Records from a dataset:
-------
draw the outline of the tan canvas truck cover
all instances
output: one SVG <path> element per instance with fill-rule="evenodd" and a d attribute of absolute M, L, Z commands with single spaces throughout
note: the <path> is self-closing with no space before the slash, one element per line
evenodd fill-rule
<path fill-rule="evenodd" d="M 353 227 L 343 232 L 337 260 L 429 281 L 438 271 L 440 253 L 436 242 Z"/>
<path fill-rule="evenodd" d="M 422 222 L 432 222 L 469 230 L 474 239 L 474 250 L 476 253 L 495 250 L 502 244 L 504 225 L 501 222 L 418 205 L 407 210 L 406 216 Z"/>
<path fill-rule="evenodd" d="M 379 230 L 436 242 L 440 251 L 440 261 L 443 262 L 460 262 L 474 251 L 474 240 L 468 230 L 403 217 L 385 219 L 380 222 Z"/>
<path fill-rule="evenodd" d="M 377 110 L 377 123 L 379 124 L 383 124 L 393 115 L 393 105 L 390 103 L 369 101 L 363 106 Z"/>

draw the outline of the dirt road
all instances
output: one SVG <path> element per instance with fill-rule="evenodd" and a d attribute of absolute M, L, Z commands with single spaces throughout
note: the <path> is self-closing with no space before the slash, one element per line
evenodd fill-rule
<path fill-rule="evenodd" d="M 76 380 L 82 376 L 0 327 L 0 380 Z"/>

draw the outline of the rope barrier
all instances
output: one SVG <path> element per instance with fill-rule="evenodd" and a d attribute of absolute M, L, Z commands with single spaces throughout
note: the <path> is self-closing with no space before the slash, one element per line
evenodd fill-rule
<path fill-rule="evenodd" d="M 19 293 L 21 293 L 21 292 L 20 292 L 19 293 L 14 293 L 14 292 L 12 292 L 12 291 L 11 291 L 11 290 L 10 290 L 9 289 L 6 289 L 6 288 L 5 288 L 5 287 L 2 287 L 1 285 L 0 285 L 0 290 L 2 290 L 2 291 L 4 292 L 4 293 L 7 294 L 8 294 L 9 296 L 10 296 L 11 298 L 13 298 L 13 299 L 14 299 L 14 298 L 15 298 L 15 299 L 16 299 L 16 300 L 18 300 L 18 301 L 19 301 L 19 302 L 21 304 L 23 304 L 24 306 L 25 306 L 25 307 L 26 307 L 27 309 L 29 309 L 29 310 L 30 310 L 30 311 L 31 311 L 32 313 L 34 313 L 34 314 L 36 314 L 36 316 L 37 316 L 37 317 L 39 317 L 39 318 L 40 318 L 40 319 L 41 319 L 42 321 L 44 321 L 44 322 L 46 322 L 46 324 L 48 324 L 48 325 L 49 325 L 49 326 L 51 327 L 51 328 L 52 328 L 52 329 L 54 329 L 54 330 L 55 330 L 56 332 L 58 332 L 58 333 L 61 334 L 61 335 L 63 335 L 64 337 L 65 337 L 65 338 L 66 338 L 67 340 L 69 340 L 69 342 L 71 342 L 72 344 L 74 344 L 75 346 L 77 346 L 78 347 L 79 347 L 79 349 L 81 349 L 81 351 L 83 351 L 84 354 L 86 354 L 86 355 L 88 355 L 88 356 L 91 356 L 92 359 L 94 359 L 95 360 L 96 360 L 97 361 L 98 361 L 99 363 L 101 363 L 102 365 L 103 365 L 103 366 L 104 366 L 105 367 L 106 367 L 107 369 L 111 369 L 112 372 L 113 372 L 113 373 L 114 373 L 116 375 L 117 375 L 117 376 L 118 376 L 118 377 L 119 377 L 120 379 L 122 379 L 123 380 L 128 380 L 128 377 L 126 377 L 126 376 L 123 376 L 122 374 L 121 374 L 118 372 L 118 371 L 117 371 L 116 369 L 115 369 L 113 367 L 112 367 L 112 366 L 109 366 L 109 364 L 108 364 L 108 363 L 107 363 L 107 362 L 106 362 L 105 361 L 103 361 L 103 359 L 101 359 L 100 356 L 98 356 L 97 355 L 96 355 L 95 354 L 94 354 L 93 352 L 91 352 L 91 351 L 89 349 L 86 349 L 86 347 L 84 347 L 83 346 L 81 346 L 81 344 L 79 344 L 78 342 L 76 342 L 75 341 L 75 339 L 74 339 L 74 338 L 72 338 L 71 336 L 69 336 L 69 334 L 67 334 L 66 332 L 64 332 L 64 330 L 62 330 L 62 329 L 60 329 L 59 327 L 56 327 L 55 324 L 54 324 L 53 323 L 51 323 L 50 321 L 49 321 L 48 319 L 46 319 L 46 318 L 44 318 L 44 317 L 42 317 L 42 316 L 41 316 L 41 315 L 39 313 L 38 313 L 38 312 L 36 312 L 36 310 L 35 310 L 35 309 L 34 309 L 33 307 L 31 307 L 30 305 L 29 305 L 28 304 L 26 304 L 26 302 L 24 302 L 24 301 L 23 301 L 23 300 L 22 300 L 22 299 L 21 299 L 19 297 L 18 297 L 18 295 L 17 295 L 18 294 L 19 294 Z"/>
-------
(GOAL OF THE EXERCISE):
Reproduce all of the data above, changing every occurrence of "all instances" to "every instance" and keeping everything else unchanged.

(SOLUTION TO THE EXERCISE):
draw the outline of the tan canvas truck cover
every instance
output: one SVG <path> element per instance with fill-rule="evenodd" and a d attribute of absolute M, L, Z commands with single spaces throughout
note: the <path> is self-closing with no space before the slash, one element per line
evenodd fill-rule
<path fill-rule="evenodd" d="M 353 227 L 343 232 L 337 260 L 429 281 L 438 271 L 440 253 L 436 242 Z"/>
<path fill-rule="evenodd" d="M 422 222 L 432 222 L 469 230 L 474 239 L 474 250 L 476 253 L 495 250 L 502 244 L 504 225 L 501 222 L 418 205 L 407 210 L 406 216 Z"/>
<path fill-rule="evenodd" d="M 379 230 L 436 242 L 440 251 L 440 261 L 443 262 L 460 262 L 474 251 L 474 240 L 468 230 L 403 217 L 385 219 L 380 222 Z"/>
<path fill-rule="evenodd" d="M 377 110 L 377 123 L 379 124 L 383 124 L 393 115 L 393 105 L 390 103 L 369 101 L 363 106 Z"/>

draw the outline of the dirt road
every instance
output: one SVG <path> element per instance with fill-rule="evenodd" and a d attribute of absolute M, L, Z commands with single spaces throughout
note: the <path> is self-closing with no space before the slash, one element per line
evenodd fill-rule
<path fill-rule="evenodd" d="M 76 380 L 82 376 L 0 327 L 0 380 Z"/>

draw the outline of the rope barrier
every instance
output: one SVG <path> element per instance with fill-rule="evenodd" and a d attribute of absolute M, L, Z commands with single spaces throughout
note: the <path> is self-closing with no space before the slash, one element per line
evenodd fill-rule
<path fill-rule="evenodd" d="M 19 293 L 21 293 L 21 292 L 20 292 L 19 293 L 14 293 L 14 292 L 12 292 L 12 291 L 11 291 L 11 290 L 10 290 L 9 289 L 6 289 L 6 288 L 5 288 L 5 287 L 2 287 L 1 285 L 0 285 L 0 290 L 2 290 L 2 291 L 4 292 L 4 293 L 7 294 L 8 294 L 9 296 L 10 296 L 11 298 L 13 298 L 13 299 L 14 299 L 14 298 L 15 298 L 15 299 L 16 299 L 16 300 L 18 300 L 18 301 L 19 301 L 19 302 L 21 304 L 23 304 L 24 306 L 25 306 L 25 307 L 26 307 L 27 309 L 29 309 L 29 310 L 30 310 L 30 311 L 31 311 L 32 313 L 34 313 L 34 314 L 36 314 L 36 316 L 37 316 L 37 317 L 39 317 L 39 318 L 40 318 L 40 319 L 41 319 L 42 321 L 44 321 L 44 322 L 46 322 L 46 324 L 48 324 L 48 325 L 49 325 L 49 326 L 51 327 L 51 328 L 52 328 L 52 329 L 54 329 L 54 330 L 55 330 L 56 332 L 58 332 L 58 333 L 61 334 L 61 335 L 63 335 L 64 337 L 65 337 L 65 338 L 66 338 L 67 340 L 69 340 L 69 342 L 71 342 L 72 344 L 74 344 L 75 346 L 77 346 L 78 347 L 79 347 L 79 349 L 81 349 L 81 351 L 83 351 L 84 354 L 86 354 L 86 355 L 88 355 L 88 356 L 91 356 L 92 359 L 94 359 L 95 360 L 96 360 L 97 361 L 98 361 L 99 363 L 101 363 L 102 365 L 103 365 L 103 366 L 104 366 L 105 367 L 106 367 L 107 369 L 111 369 L 112 372 L 113 372 L 113 373 L 114 373 L 116 375 L 117 375 L 117 376 L 118 376 L 118 377 L 119 377 L 120 379 L 122 379 L 123 380 L 128 380 L 128 377 L 126 377 L 126 376 L 123 376 L 122 374 L 121 374 L 118 372 L 118 371 L 117 371 L 116 369 L 115 369 L 113 367 L 112 367 L 112 366 L 109 366 L 109 364 L 108 364 L 108 363 L 107 363 L 107 362 L 106 362 L 105 361 L 103 361 L 103 359 L 101 359 L 100 356 L 98 356 L 97 355 L 96 355 L 95 354 L 94 354 L 93 352 L 91 352 L 91 351 L 89 349 L 86 349 L 86 347 L 84 347 L 83 346 L 81 346 L 81 344 L 79 344 L 78 342 L 76 342 L 75 341 L 75 339 L 74 339 L 74 338 L 72 338 L 71 336 L 69 336 L 69 334 L 67 334 L 66 332 L 64 332 L 64 330 L 62 330 L 62 329 L 60 329 L 59 327 L 56 327 L 55 324 L 54 324 L 53 323 L 51 323 L 50 321 L 49 321 L 48 319 L 46 319 L 46 318 L 44 318 L 44 317 L 42 317 L 42 316 L 41 316 L 41 315 L 39 313 L 38 313 L 38 312 L 36 312 L 36 310 L 35 310 L 35 309 L 34 309 L 33 307 L 31 307 L 30 305 L 29 305 L 28 304 L 26 304 L 26 302 L 24 302 L 24 301 L 23 301 L 23 300 L 22 300 L 22 299 L 21 299 L 19 297 L 18 297 L 18 295 L 17 295 L 18 294 L 19 294 Z"/>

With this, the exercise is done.